[Extracted data entries]
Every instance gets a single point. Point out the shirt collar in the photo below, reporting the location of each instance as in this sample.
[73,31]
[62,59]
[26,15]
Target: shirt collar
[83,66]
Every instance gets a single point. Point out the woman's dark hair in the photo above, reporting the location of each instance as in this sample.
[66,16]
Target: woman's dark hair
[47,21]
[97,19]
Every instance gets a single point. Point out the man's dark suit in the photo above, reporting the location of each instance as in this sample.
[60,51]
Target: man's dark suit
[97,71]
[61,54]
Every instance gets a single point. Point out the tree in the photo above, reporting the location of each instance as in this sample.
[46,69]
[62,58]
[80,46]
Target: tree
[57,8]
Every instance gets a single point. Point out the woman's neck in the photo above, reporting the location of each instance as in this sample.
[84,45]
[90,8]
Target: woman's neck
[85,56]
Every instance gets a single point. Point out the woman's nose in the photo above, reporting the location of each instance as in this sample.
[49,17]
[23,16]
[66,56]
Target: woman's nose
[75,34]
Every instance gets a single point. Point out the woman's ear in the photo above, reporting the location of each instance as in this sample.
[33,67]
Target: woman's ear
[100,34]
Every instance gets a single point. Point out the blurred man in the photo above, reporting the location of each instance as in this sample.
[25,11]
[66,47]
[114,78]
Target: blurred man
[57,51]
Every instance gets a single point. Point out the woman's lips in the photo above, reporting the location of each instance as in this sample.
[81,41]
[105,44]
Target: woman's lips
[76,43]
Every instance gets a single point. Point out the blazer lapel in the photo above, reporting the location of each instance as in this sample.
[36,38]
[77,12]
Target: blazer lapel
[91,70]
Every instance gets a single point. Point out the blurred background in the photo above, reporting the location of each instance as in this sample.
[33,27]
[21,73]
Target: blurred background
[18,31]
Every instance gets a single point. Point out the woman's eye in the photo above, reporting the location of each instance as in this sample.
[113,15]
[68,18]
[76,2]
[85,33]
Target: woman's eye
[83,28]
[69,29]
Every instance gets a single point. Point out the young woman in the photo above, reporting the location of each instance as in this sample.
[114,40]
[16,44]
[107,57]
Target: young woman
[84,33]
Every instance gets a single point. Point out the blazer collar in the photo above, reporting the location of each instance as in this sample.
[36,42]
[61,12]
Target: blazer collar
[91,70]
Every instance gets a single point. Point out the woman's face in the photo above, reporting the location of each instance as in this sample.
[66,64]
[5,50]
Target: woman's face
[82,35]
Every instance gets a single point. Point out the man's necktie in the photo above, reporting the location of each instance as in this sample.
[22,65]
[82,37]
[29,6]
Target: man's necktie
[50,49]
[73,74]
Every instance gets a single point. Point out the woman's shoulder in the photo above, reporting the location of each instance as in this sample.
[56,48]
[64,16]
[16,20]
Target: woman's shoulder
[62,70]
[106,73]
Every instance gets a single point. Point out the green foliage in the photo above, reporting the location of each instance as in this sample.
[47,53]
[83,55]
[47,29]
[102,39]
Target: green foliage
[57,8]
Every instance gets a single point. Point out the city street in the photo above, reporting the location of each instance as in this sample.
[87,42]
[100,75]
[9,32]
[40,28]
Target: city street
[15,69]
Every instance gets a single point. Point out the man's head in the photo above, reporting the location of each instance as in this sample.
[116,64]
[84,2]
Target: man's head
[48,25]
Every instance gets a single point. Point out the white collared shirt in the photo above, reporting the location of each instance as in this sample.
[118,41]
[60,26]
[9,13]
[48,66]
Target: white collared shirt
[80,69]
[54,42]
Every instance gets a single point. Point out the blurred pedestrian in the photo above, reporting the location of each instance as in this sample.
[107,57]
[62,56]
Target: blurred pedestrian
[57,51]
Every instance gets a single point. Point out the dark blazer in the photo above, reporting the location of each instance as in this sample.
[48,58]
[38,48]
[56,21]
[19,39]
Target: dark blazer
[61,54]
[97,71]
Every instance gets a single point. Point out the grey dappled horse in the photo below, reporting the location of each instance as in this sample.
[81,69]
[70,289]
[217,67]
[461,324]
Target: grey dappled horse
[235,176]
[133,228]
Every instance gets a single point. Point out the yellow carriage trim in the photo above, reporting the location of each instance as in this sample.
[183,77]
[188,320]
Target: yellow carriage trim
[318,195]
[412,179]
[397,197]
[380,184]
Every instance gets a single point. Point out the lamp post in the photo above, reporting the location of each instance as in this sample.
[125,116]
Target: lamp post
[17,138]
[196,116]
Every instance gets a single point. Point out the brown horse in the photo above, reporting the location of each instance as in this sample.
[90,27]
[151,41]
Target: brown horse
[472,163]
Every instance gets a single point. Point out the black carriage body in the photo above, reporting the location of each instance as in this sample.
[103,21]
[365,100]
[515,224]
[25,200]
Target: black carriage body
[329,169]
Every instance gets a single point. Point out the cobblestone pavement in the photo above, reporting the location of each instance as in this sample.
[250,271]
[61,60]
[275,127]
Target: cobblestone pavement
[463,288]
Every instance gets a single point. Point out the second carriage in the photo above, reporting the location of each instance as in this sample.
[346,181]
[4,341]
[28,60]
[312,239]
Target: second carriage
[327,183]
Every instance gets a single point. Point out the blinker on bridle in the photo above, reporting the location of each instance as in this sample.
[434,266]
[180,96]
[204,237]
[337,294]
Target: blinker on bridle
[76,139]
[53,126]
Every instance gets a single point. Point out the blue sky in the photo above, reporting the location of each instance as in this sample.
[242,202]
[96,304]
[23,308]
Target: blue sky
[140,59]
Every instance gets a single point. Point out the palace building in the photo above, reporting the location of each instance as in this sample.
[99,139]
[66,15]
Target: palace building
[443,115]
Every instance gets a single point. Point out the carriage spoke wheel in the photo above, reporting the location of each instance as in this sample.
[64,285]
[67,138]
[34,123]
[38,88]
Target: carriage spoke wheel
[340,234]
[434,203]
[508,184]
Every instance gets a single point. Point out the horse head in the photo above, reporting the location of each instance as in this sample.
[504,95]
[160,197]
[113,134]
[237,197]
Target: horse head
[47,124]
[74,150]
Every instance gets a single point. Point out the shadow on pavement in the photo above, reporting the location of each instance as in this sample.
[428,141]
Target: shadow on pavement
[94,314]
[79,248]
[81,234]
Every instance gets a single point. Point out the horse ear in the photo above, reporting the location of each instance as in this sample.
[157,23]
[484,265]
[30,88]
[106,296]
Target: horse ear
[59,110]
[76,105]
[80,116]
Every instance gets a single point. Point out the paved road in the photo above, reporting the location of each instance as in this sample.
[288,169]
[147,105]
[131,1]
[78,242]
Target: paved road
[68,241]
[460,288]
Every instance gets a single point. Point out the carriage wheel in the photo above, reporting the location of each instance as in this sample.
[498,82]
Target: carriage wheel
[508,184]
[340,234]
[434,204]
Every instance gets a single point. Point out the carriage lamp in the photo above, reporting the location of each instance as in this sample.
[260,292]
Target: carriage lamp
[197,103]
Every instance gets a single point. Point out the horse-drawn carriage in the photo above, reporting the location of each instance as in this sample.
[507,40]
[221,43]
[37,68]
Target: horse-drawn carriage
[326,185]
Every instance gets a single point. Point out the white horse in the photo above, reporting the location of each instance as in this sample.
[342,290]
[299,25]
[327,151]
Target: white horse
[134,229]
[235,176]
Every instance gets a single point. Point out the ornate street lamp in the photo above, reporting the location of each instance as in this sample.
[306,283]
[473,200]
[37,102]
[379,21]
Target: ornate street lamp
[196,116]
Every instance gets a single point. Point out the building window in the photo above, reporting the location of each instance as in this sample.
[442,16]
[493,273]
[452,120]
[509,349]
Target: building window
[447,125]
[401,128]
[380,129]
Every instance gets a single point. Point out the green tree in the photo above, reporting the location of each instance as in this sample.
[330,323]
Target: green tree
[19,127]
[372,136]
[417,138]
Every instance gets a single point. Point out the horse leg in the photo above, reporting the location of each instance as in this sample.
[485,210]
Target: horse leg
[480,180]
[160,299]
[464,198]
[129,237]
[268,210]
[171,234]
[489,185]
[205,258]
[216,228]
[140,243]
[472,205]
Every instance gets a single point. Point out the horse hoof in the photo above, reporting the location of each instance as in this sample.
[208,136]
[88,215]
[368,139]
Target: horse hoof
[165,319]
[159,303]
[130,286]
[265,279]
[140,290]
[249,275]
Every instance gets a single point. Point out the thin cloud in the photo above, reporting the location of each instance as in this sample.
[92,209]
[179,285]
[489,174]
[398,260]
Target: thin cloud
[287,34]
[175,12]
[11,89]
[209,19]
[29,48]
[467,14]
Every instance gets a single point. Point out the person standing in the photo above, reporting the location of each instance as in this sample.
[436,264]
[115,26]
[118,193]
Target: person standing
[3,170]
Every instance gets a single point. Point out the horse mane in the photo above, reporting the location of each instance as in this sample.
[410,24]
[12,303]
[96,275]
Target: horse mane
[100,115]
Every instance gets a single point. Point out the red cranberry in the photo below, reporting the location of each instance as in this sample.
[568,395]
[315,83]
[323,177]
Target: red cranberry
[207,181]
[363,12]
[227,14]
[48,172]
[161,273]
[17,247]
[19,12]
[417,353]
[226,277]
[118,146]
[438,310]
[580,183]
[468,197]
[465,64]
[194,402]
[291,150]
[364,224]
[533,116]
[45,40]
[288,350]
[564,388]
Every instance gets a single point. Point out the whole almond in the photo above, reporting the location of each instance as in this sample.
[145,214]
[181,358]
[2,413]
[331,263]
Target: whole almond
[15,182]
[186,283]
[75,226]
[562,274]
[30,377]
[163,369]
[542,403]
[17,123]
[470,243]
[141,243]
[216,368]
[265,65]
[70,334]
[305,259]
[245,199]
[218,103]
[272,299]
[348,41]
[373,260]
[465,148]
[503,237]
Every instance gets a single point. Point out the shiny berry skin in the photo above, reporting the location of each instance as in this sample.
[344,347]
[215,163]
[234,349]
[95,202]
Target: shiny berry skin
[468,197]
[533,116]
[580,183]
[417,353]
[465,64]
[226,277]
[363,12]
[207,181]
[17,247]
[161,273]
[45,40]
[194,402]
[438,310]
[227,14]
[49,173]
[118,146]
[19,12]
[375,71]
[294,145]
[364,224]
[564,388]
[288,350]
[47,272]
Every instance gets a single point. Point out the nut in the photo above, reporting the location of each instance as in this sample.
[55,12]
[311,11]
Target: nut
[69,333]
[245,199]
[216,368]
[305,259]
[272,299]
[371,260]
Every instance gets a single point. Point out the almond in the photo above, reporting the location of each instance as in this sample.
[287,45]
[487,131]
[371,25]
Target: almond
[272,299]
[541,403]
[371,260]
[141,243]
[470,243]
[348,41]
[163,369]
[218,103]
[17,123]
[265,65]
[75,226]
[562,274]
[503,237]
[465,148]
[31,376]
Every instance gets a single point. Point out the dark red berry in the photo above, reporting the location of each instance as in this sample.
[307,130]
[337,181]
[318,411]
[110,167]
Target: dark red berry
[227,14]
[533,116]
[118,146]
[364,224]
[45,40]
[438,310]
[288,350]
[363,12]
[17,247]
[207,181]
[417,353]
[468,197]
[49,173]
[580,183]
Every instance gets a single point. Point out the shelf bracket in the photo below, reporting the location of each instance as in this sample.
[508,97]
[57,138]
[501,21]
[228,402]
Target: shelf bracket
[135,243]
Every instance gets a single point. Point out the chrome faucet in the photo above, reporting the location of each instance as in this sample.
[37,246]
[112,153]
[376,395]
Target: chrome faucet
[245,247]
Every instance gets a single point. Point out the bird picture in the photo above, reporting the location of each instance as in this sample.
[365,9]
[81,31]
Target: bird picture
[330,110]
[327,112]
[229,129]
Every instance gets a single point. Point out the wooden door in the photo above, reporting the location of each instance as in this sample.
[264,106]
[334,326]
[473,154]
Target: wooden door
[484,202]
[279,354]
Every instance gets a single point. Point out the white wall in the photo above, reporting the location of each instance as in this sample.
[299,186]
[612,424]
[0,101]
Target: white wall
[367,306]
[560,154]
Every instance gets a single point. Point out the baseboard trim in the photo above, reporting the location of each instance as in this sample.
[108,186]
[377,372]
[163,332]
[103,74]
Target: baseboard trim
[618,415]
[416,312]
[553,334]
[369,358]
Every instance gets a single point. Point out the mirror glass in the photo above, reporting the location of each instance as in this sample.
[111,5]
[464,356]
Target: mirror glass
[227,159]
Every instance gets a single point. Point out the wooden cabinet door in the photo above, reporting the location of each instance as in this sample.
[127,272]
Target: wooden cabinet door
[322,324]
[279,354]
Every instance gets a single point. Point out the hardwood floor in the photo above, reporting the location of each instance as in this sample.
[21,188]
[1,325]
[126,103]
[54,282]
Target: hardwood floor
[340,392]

[WORK TO BE COMPLETED]
A complete answer lists each line of the data that holds the word "below".

[YOUR SOLUTION]
Every instance gets a single point. Point out the shirt collar in the photo below, reporting the location of each instance as in this sample.
Every instance gets a single point. Point out the grey dappled horse in the photo below, reporting the location of each instance as in this sample.
Every instance gets a single point. Point out the red cranberry in the photo below, reporting the location of each instance as in this sample.
Every instance gets a single point. Point out the shelf bracket in the photo below, reporting the location of each instance as in this sample.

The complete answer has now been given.